* **Given text**:
▽

John et al. (2013b) have used simultaneous all angle collocations (SAACs) of both AMSU-B and MHS instruments to estimate scan-dependent biases. NOAA-15 channels are found to be affected the most, mainly because of radio frequency interference (RFI) from onboard data transmitters (Atkinson 2001). The 183.31 ± 3 GHz channel of NOAA-15 shows the largest and time-varying biases; about 10 scan positions on the right edge of the scan suffer more than a 15-K bias during 2006–10. Measurements closer to nadir do not suffer from large biases except for the 183.31 ± 3 GHz and 183.31 ± 7 GHz channels on NOAA-15 and NOAA-16, respectively. They found the results are robust, in the sense that biases estimated for one satellite pair can be reproduced by double differencing biases of these satellites with a third satellite.
Equation (2) is applied to the cloud-filtered observed brightness temperatures with the statistically derived coefficient, and the resultant limb-corrected brightness temperatures are used to create spatially averaged datasets with a grid size of 0.25° for each satellite with ascending and descending orbits separately. This daily dataset also includes information on viewing angle, observation time, and the number of pixels on each grid. In addition, the cloud-cleared and limb-corrected brightness temperatures are averaged onto monthly 1.5° grids for each satellite with ascending and descending orbits separately.
4. Adjustment of diurnal sampling difference related to satellite orbital drift
Figure 4 compares the time series of equatorial local crossing time for the ascending node between polar-orbiting satellites carrying AMSU-B (NOAA-15, -16, and -17) and MHS (NOAA-18 and MetOp-A). Although polar-orbiting satellites tend to drift away from their original equatorial local crossing time at satellite launch, the comparison indicates that orbital drift is most significant for NOAA-15 and NOAA-16. Considering that NOAA-15 and NOAA-16 exhibit a distinct long-term trend of brightness temperature difference between ascending and descending orbits unlike the other more recent satellites (Fig. 1c), it is likely that the drift in the satellite orbit is hindering the long-term stability of satellite record and causing inconsistency between satellites (e.g., Mears et al. 2003; Jackson and Soden 2007). Since the long-term stability and consistency between satellites are essential requirements for climate monitoring, it is important to examine and adjust any biases induced by the satellite orbital drift.
The existence of a noticeable diurnal cycle of humidity in the tropical free troposphere means that observed brightness temperatures in the water vapor channels will be different depending on the local observation time (e.g., Chung et al. 2007, 2009; Eriksson et al. 2010). Hence, the difference of local observation time should be adjusted before merging measurements from different satellites into a long-term satellite record. The impact of an individual satellite orbital drift will be a spurious warming or cooling trend depending on the initial observation time and the sign of the time change (e.g., Mears et al. 2003; Jackson and Soden 2007; Mears and Wentz 2009).

△

* **Raw data**:
▽

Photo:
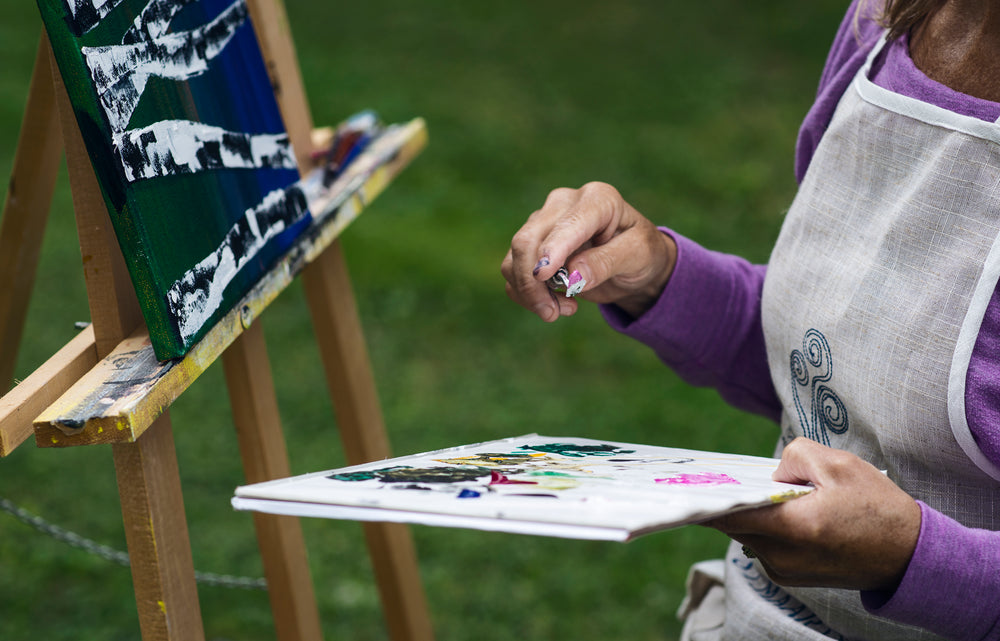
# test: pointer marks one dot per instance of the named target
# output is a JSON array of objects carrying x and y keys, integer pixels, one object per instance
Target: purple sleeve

△

* **Task details**:
In the text on satellite brightness temperatures above:
(a) What grid size is used for the daily spatially averaged datasets?
(b) Which two satellites show the most significant orbital drift?
(c) What mainly causes NOAA-15 channels to be the most affected by scan-dependent biases?

* **Completed exercise**:
(a) 0.25°
(b) NOAA-15 and NOAA-16
(c) Radio frequency interference (RFI) from onboard data transmitters